> _SHORT EXERCISE_
Answer these questions from the commentary on The Two Towers below:
1. Which fortress in Mirkwood does Frodo know Gandalf once entered?
2. What creatures does Sam's childhood verse concern?
3. Whom does Frodo decide to trust?

> _TEXT SEGMENT_
-- Start --
“Well, Sméagol, The Third Turn May Turn the Best. I Will Come With You.” Frodo Decides to Put His Faith in Gollum.

The Two Towers by J.R.R Tolkien (Harper Collins 1991, 2007) pp. 833-846

The journey to Mordor and to Mount Doom was always an impossible task. While there were other things to think about and problems to solve it was possible to avoid confronting that reality. There was the descent of the Emyn Muil, the passage of the Marshes and the question of what to do about Gollum. All this gave Frodo and Sam something to think about other than the really big thing. But now, as they see the impossibility of entering Mordor through the Black Gate without death or capture the reality hits home.

What would Gandalf have done if he had been with them? Which way would he have gone? Frodo wonders if Gandalf had ever been this way. He knew that Gandalf had once entered the fortress of Dol Guldur in Mirkwood, Sauron’s lesser stronghold, but he doubted if Gandalf had ever been to Mordor. Indeed no-one had ever entered Mordor and lived to tell the tale. No-one except Gollum, and he had been freed in order to search for the Ring.

So it is at this terrible moment just some few yards from the Morranon that the impossibility of the task and his utter inadequacy to undertake it becomes clear to Frodo. Gollum has spoken of another way but for some time they all sit in the hollow where they are hiding in silence.

Elrond had said to Frodo that the task was appointed for him and that Frodo could not find a way then no-one could. As Frodo heard these words that “no-one” probably held little meaning for him and when Elrond had gone on to speak of Hador and Húrin and Túrin and even Beren himself, it probably meant very little to him, except as a cause of some embarrassment, but now Frodo understands what Elrond meant. The task really is for him alone, not for Gandalf or Aragorn or any other of the great, and the task is impossible.

Something has to break into the sheer immensity of this realisation or the story might have ended here. In silence. But something does. It always does. Life goes on around even the most significant events and does not even notice them. First they become aware that, far off, Nazgûl are in the air, and this terrifies them; then they hear more forces arrive from Harad to swell the growing army within Mordor.

Gollum describes what he can see to Frodo and Sam and this leads Sam to think of oliphaunts and he recites a verse that he remembers from his childhood, standing with his hands behind his back just as he would have done as a small child. And just as happened when Sam had recited the tale of the trolls on the journey to Rivendell as the Morgul-blade drew Frodo deeper and deeper into darkness so too now Sam’s simple cheerfulness breaks the spell and Frodo laughs.

It is laughter that enables Frodo to make a choice. Impossibility becomes possibility once again. I do not mean that suddenly Frodo believes that he can achieve his mission, that, as we might now say, he believes in himself again. Frodo never entertained that particular illusion that has become so important in our own time. We may have seen Boromir believing in himself but Frodo just gets on with the job that has been given to him.

But faith does play a vital part in what Frodo decides to do. He decides to trust Gollum. This is not mere naivety on his part. He is well aware of Gollum’s malice and untrustworthiness. But in the face of impossibility, at the moment when this has moved from some abstract form of which he has always been aware to a reality that almost crushed him when he realised it, Gollum offers a way forward.
-- End --
> _STORED RECORDS_
-- Start --
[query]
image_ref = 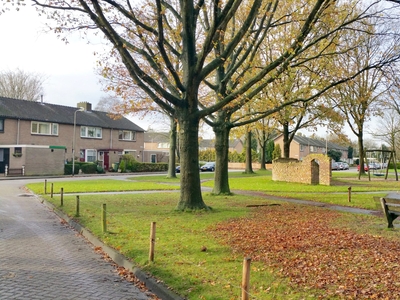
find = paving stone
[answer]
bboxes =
[0,180,150,300]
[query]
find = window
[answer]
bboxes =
[31,122,58,135]
[81,126,102,139]
[118,130,136,141]
[158,143,169,149]
[86,149,96,162]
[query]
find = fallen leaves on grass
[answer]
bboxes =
[213,204,400,299]
[94,247,160,300]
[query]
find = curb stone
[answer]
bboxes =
[40,198,186,300]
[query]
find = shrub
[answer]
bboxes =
[79,162,98,174]
[64,162,80,175]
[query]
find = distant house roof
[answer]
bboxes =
[293,135,348,151]
[199,139,243,148]
[199,139,215,148]
[144,131,169,143]
[0,97,144,131]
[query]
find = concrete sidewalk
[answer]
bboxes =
[0,180,152,300]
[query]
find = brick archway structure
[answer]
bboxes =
[272,154,332,185]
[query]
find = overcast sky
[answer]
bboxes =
[0,2,378,143]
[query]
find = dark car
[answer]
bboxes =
[357,164,368,172]
[200,162,215,172]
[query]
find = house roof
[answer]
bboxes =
[0,97,144,131]
[144,131,169,143]
[199,139,243,148]
[293,135,348,151]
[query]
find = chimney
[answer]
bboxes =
[76,102,92,111]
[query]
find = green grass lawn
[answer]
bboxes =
[24,172,399,300]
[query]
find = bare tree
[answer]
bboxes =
[21,0,400,210]
[0,69,46,101]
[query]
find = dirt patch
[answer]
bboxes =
[213,204,400,299]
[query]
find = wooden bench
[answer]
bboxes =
[374,197,400,228]
[5,168,24,176]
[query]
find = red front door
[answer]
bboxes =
[104,151,110,171]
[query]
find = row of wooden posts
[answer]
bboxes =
[44,180,253,300]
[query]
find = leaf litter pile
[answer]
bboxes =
[213,204,400,299]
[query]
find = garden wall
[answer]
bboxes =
[272,154,332,185]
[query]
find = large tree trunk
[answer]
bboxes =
[177,111,208,210]
[244,130,254,174]
[167,117,177,178]
[283,123,290,158]
[213,126,231,195]
[260,130,267,170]
[358,131,365,179]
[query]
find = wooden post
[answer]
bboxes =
[149,222,156,261]
[101,203,107,233]
[75,196,79,217]
[242,257,251,300]
[347,186,351,202]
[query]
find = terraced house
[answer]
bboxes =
[0,97,144,175]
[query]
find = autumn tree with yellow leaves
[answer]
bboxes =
[6,0,400,206]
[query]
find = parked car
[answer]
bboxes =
[200,162,215,172]
[369,163,381,170]
[338,161,349,170]
[357,164,368,172]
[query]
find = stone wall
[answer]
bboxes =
[272,154,332,185]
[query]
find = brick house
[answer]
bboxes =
[274,134,348,161]
[199,139,244,153]
[0,97,144,175]
[143,131,170,163]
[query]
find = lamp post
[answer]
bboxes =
[72,107,84,176]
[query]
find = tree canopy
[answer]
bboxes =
[5,0,400,206]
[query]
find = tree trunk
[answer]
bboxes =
[283,123,290,158]
[167,117,177,178]
[213,126,231,195]
[260,130,267,170]
[244,130,254,174]
[177,110,209,210]
[358,131,365,179]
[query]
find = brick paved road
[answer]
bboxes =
[0,180,150,300]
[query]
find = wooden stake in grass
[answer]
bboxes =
[348,186,351,202]
[75,196,79,217]
[149,222,156,261]
[242,257,251,300]
[101,203,107,233]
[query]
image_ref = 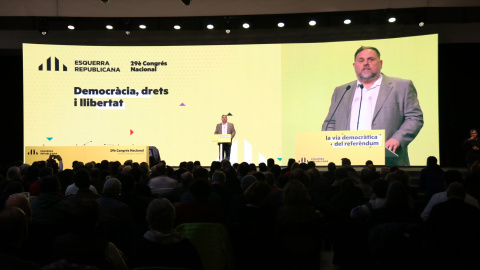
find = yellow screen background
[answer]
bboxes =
[23,35,439,165]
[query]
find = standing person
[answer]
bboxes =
[215,114,235,160]
[463,128,480,168]
[322,46,423,166]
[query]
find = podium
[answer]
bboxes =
[212,134,232,160]
[295,129,392,166]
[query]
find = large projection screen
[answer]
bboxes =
[23,34,439,166]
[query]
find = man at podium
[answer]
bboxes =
[322,46,423,166]
[215,114,235,160]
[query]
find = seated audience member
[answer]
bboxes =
[0,207,40,270]
[420,170,480,221]
[426,182,480,269]
[228,181,276,269]
[148,164,178,197]
[5,193,32,223]
[66,168,100,204]
[51,198,128,270]
[356,169,376,200]
[32,175,72,228]
[176,179,225,225]
[97,178,135,256]
[128,198,203,270]
[0,180,23,210]
[418,156,445,201]
[369,181,422,227]
[276,180,321,269]
[350,180,388,218]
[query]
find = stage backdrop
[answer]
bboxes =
[23,35,439,165]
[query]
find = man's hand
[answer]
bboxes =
[385,138,400,153]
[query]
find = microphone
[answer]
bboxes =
[357,84,363,130]
[325,85,352,130]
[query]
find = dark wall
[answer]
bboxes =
[0,43,480,166]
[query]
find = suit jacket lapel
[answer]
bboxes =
[373,74,393,121]
[342,81,357,130]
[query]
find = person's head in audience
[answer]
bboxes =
[180,171,193,188]
[283,180,310,206]
[265,172,275,187]
[372,179,388,199]
[103,177,122,198]
[342,158,352,167]
[385,181,414,209]
[238,162,249,176]
[252,172,265,181]
[290,162,300,171]
[270,164,282,179]
[40,175,60,193]
[212,171,227,186]
[119,173,135,195]
[5,193,32,222]
[447,182,467,200]
[327,162,337,173]
[390,166,400,172]
[360,169,375,185]
[189,178,212,202]
[71,198,100,234]
[443,170,463,188]
[243,181,271,207]
[427,156,438,168]
[0,207,28,250]
[73,169,91,190]
[220,159,232,169]
[287,158,295,170]
[298,162,308,171]
[290,169,312,189]
[147,198,175,234]
[240,175,257,191]
[7,166,22,181]
[267,158,275,170]
[258,162,268,173]
[187,161,195,172]
[38,167,53,178]
[335,167,348,182]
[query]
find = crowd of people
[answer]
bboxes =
[0,157,480,269]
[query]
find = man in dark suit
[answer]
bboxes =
[215,114,235,160]
[322,46,423,166]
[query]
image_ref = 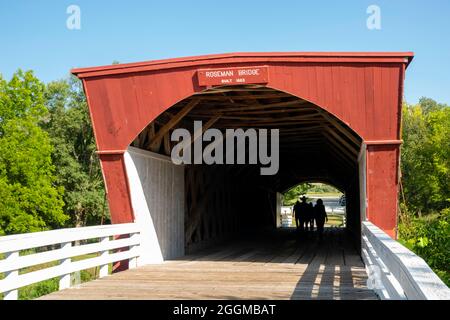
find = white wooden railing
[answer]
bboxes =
[0,223,140,300]
[361,221,450,300]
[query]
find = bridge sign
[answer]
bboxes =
[197,66,269,86]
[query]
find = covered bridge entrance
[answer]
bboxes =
[72,53,413,263]
[5,53,450,299]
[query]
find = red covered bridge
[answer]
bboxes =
[0,52,448,299]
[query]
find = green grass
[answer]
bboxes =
[0,252,112,300]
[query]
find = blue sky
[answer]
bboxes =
[0,0,450,104]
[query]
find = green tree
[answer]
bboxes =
[45,77,107,227]
[401,98,450,215]
[283,182,312,206]
[0,70,67,234]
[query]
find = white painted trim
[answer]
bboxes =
[361,221,450,300]
[127,146,179,166]
[0,223,141,300]
[0,223,139,253]
[124,147,166,266]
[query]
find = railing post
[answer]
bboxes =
[59,242,72,290]
[128,233,139,269]
[98,237,109,278]
[3,251,19,300]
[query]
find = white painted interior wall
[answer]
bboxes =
[125,147,185,265]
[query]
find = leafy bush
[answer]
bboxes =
[399,208,450,286]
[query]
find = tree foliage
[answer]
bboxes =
[0,70,67,234]
[283,182,311,206]
[45,77,107,227]
[401,98,450,215]
[399,98,450,285]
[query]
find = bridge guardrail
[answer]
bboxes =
[361,221,450,300]
[0,223,141,300]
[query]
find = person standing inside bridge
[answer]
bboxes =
[305,202,314,231]
[295,196,309,232]
[293,200,301,230]
[314,199,328,240]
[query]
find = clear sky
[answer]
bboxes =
[0,0,450,104]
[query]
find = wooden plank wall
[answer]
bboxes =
[185,165,276,253]
[128,147,185,259]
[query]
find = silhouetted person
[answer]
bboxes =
[306,202,314,231]
[293,200,301,230]
[314,199,328,240]
[296,196,309,231]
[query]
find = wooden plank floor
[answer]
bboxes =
[41,229,376,299]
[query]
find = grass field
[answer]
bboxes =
[0,253,112,300]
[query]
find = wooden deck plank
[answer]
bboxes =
[41,230,376,300]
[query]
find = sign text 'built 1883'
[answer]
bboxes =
[198,66,269,86]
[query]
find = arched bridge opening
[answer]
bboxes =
[129,85,362,258]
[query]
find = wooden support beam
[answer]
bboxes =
[147,99,200,152]
[325,126,359,156]
[318,110,361,145]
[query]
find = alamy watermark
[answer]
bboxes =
[367,265,383,290]
[366,4,381,30]
[171,121,279,175]
[66,4,81,30]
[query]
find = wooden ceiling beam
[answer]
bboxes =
[147,99,200,152]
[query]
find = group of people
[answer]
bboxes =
[294,196,328,239]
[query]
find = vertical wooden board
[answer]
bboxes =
[364,67,376,140]
[367,145,399,237]
[100,155,133,223]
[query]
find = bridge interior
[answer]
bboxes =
[132,85,361,253]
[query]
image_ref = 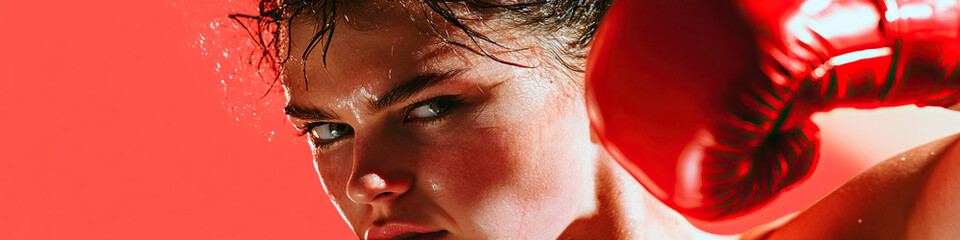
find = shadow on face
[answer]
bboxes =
[284,1,600,239]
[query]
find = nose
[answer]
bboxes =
[347,122,417,204]
[347,172,413,204]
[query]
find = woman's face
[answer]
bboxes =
[284,8,600,239]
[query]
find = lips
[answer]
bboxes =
[364,222,447,240]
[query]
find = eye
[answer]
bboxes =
[407,95,460,120]
[310,123,353,143]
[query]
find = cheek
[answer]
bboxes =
[314,150,363,229]
[421,78,596,238]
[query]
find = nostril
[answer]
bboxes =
[348,173,411,203]
[360,173,387,190]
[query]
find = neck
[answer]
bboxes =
[559,152,720,239]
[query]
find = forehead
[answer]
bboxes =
[284,2,463,100]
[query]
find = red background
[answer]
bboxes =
[0,0,960,239]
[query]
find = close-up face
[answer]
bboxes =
[283,1,602,239]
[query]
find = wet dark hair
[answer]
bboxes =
[229,0,613,84]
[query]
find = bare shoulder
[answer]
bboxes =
[907,133,960,239]
[765,134,960,239]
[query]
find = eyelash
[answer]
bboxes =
[402,95,464,124]
[297,95,464,150]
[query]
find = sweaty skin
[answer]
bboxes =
[283,4,708,239]
[742,134,960,239]
[283,0,957,239]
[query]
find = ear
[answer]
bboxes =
[590,124,600,144]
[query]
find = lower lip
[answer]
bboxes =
[399,231,447,240]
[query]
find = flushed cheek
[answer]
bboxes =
[314,154,365,230]
[424,106,589,238]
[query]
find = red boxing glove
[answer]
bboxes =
[586,0,960,221]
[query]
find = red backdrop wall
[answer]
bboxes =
[0,0,960,239]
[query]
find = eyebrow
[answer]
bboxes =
[367,69,464,112]
[283,69,464,121]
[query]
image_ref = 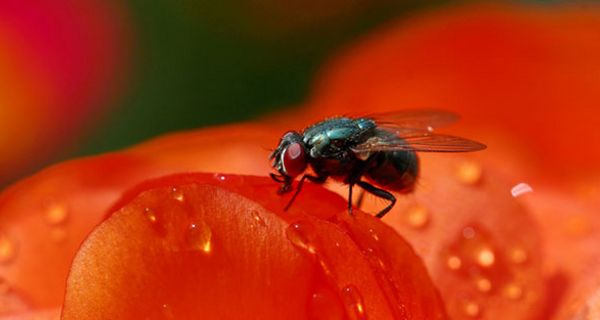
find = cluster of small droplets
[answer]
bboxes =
[342,285,367,320]
[445,225,528,318]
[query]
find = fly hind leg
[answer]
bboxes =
[356,181,396,219]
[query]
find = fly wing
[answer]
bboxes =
[351,128,486,153]
[364,109,459,131]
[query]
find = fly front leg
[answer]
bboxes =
[283,174,327,211]
[357,181,396,219]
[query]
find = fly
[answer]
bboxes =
[269,110,486,218]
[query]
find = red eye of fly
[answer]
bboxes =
[281,142,306,177]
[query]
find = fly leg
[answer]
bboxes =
[283,174,327,211]
[356,181,396,219]
[356,189,365,209]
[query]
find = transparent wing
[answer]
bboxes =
[351,128,486,153]
[363,109,459,131]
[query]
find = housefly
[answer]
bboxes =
[270,110,486,218]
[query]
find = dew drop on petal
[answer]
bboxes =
[475,278,492,292]
[405,204,429,229]
[308,287,346,320]
[510,182,533,198]
[250,210,267,227]
[502,283,523,300]
[463,301,481,318]
[456,160,483,185]
[0,234,17,263]
[462,227,475,239]
[144,208,158,223]
[477,247,496,268]
[342,285,367,320]
[508,247,527,264]
[446,256,462,270]
[0,277,10,295]
[185,220,213,254]
[44,201,69,225]
[286,221,317,254]
[171,188,185,202]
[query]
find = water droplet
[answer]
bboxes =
[475,278,492,292]
[185,220,213,254]
[342,285,367,320]
[308,287,346,320]
[462,227,475,239]
[456,160,483,185]
[44,201,69,225]
[171,188,185,202]
[286,221,317,254]
[144,208,158,223]
[477,247,496,268]
[250,210,267,227]
[510,182,533,198]
[405,204,429,229]
[0,234,17,263]
[0,277,10,295]
[463,301,481,318]
[508,247,527,264]
[446,256,462,270]
[502,283,523,300]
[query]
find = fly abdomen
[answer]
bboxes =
[366,150,419,192]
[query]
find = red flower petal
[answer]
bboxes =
[63,174,444,319]
[0,125,278,314]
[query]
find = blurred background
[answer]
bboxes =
[0,0,592,186]
[0,0,454,186]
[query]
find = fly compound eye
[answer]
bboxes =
[281,142,306,177]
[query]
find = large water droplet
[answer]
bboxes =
[286,221,317,254]
[510,182,533,198]
[475,278,492,292]
[477,247,496,268]
[456,161,483,185]
[171,188,185,202]
[44,201,69,225]
[342,285,367,320]
[0,234,17,263]
[463,301,481,318]
[185,220,213,254]
[405,204,429,229]
[250,210,267,227]
[462,227,475,239]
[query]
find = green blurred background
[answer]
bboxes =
[74,0,448,158]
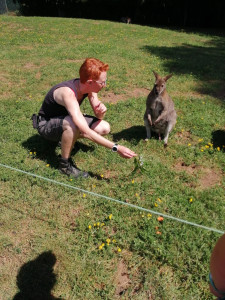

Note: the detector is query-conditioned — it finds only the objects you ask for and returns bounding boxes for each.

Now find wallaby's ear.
[163,74,173,81]
[152,71,159,80]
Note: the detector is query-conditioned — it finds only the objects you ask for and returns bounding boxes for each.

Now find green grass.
[0,16,225,300]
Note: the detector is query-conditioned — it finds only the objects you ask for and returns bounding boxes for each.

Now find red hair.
[79,58,109,83]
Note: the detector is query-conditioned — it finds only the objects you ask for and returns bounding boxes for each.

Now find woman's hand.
[94,102,107,119]
[117,145,137,158]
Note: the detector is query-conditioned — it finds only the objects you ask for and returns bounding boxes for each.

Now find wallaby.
[144,71,177,147]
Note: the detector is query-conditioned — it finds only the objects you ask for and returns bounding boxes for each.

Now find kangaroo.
[144,71,177,147]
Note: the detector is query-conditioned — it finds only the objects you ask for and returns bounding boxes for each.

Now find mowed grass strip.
[0,16,225,300]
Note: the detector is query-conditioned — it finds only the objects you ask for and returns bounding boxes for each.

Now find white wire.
[0,163,225,234]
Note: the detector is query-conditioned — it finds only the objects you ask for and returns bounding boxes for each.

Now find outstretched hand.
[117,145,137,158]
[95,102,107,119]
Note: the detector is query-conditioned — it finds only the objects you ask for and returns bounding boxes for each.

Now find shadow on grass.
[141,42,225,100]
[212,130,225,152]
[22,134,94,169]
[13,251,63,300]
[112,126,146,145]
[22,134,108,181]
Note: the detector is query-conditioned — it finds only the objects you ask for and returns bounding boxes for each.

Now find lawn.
[0,16,225,300]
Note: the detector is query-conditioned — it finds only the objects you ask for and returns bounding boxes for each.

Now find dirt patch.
[175,162,223,189]
[115,261,130,296]
[100,88,149,103]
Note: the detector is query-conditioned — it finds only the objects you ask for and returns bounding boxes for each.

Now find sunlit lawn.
[0,16,225,300]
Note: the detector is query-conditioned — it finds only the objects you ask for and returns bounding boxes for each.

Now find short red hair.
[79,58,109,83]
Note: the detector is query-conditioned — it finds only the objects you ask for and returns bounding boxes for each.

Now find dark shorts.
[38,114,99,142]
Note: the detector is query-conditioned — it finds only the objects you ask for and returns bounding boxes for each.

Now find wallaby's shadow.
[13,251,62,300]
[112,126,146,145]
[22,134,94,169]
[212,130,225,152]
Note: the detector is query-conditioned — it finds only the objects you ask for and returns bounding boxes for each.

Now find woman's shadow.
[13,251,63,300]
[22,134,94,169]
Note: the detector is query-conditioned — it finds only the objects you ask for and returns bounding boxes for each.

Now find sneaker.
[59,158,89,178]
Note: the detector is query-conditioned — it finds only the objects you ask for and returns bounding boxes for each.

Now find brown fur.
[144,71,177,146]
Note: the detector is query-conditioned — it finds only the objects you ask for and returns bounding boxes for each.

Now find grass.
[0,16,225,300]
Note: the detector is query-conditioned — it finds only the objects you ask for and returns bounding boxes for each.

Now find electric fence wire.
[0,163,225,234]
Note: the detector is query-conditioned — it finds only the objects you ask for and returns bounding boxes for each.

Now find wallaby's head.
[153,71,173,96]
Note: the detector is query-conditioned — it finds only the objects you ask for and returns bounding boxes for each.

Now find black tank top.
[39,78,88,119]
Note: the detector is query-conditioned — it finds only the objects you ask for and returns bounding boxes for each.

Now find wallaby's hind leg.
[163,122,174,147]
[144,119,151,141]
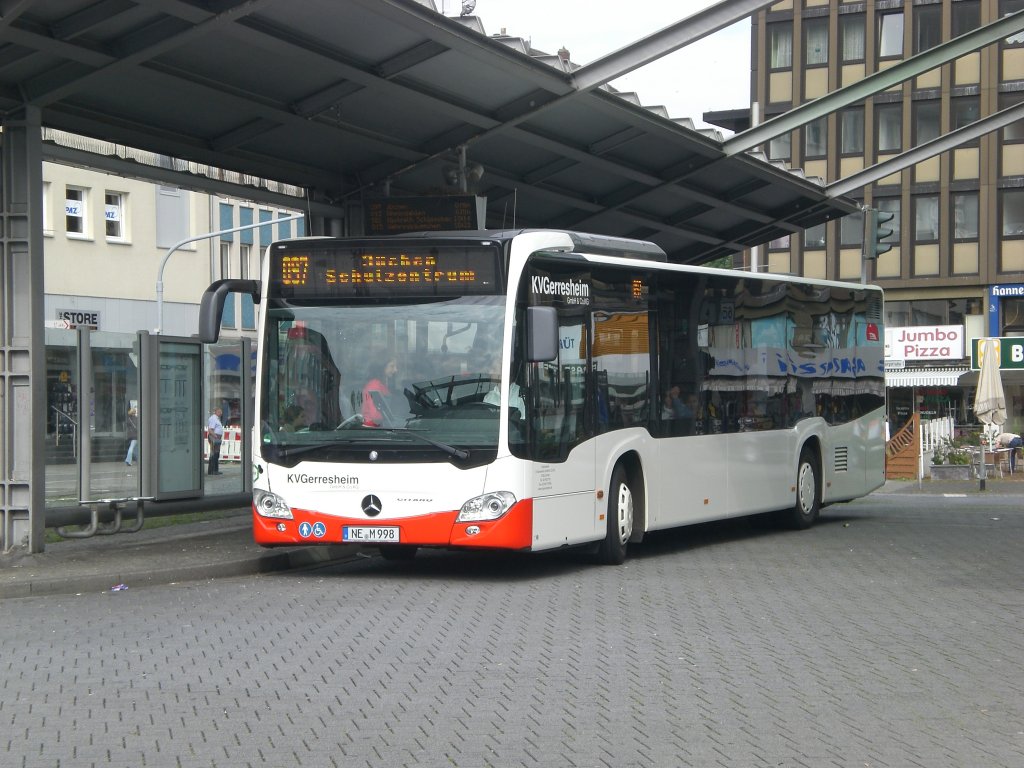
-- End --
> _COMPLETE RESPONSE_
1. Dol Guldur
2. Oliphaunts
3. Gollum